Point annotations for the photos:
--

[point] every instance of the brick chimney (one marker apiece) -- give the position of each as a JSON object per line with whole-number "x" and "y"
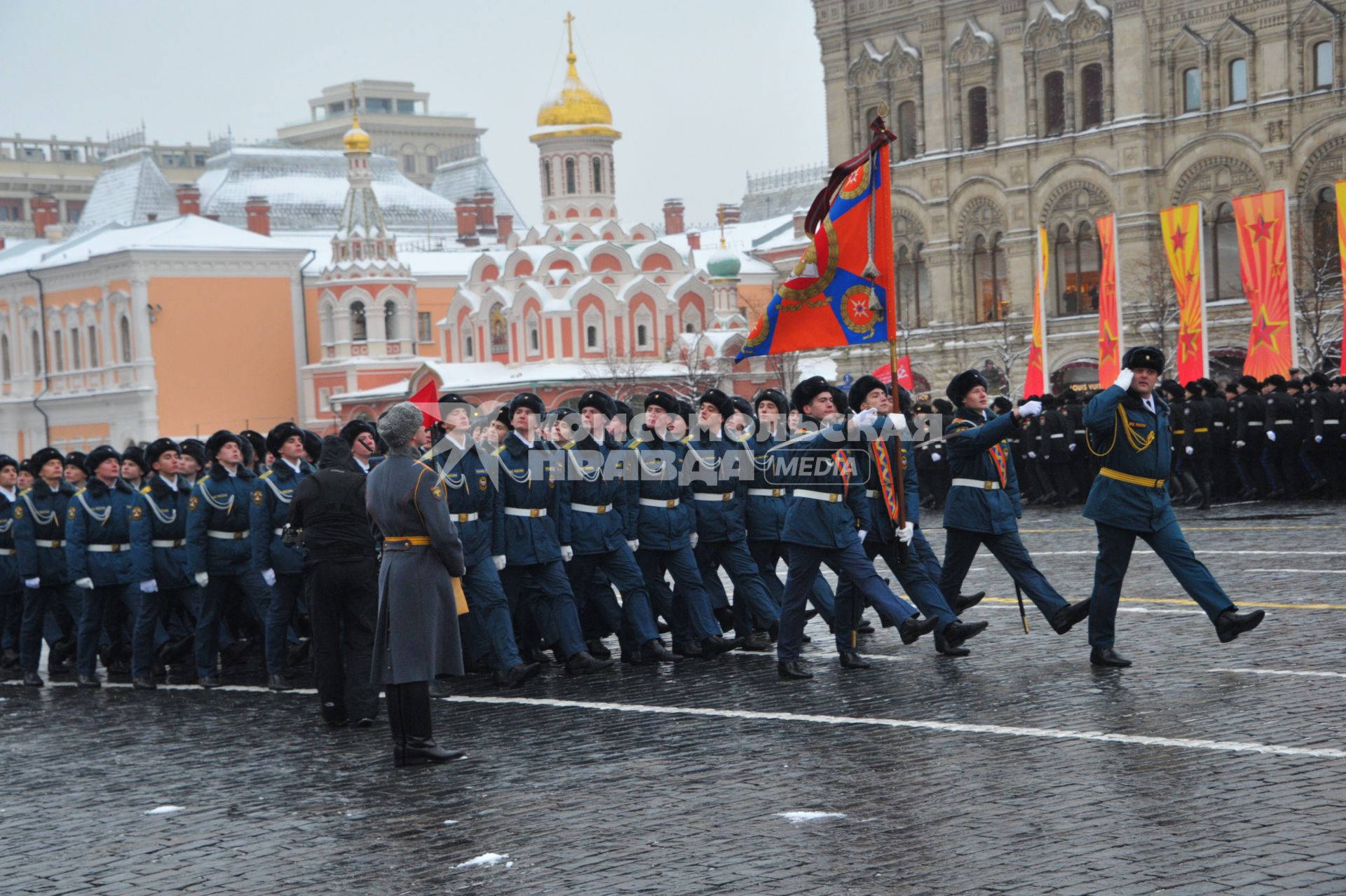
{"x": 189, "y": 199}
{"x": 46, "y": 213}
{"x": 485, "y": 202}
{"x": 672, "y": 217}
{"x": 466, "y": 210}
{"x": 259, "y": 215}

--

▸ **Your goal**: Reproduce the records above word for word, but leave the pictures out.

▸ **Full solution**:
[point] every instance of the brick chimney (one marker apiece) -- give the position of each as a JSON object per line with whole-number "x" and "y"
{"x": 189, "y": 199}
{"x": 46, "y": 213}
{"x": 485, "y": 202}
{"x": 672, "y": 217}
{"x": 466, "y": 210}
{"x": 259, "y": 215}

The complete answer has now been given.